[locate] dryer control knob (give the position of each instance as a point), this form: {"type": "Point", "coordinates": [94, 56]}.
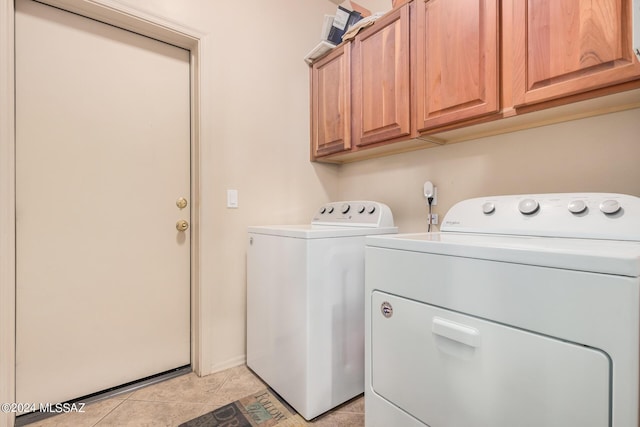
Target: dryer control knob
---
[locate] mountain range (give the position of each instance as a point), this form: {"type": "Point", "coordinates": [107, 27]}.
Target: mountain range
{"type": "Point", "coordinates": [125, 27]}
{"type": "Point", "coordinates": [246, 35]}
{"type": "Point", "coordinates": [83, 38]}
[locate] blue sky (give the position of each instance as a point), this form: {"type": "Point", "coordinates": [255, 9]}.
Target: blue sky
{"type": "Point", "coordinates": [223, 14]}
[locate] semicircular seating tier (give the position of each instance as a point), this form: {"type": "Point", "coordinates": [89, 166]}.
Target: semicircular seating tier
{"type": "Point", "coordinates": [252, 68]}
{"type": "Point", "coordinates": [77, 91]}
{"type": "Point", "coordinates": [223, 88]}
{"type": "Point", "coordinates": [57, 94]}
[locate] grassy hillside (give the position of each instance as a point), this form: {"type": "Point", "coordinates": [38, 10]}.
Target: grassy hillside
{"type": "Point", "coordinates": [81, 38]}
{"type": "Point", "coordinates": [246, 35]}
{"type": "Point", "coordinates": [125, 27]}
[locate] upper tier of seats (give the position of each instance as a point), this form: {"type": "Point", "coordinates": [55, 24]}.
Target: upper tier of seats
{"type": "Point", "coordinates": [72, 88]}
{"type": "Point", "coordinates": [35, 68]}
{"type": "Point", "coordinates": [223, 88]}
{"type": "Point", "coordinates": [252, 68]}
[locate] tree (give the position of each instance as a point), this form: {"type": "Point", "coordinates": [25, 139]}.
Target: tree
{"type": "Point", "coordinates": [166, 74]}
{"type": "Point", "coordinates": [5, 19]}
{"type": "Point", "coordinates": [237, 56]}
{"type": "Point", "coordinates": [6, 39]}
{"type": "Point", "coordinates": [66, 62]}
...
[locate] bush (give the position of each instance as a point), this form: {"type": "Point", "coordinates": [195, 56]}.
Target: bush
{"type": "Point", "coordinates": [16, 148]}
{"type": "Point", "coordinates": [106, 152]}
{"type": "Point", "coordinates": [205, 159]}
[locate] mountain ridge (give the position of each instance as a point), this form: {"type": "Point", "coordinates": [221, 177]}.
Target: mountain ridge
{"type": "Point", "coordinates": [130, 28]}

**THE REQUEST**
Copy the items word for word, starting at the line with "[locate] dryer control" and ending at the line with "Target: dryer control knob", both included. Leave out the picture.

**RESPONSE TO THE TASK**
[locate] dryer control knob (give the position of each instance as a point), this form: {"type": "Point", "coordinates": [94, 56]}.
Target: dryer control knob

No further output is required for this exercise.